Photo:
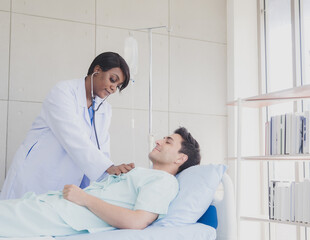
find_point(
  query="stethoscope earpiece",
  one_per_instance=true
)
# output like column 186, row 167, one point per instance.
column 93, row 104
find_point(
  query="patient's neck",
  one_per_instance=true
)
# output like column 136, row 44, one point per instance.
column 164, row 167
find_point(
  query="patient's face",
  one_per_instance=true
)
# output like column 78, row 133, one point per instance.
column 167, row 149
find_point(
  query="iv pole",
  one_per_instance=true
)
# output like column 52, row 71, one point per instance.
column 151, row 136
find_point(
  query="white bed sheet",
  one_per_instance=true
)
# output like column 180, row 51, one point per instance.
column 195, row 231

===

Filter the entries and copy out every line with the word "patient".

  query="patient's neck",
  query="patient's face",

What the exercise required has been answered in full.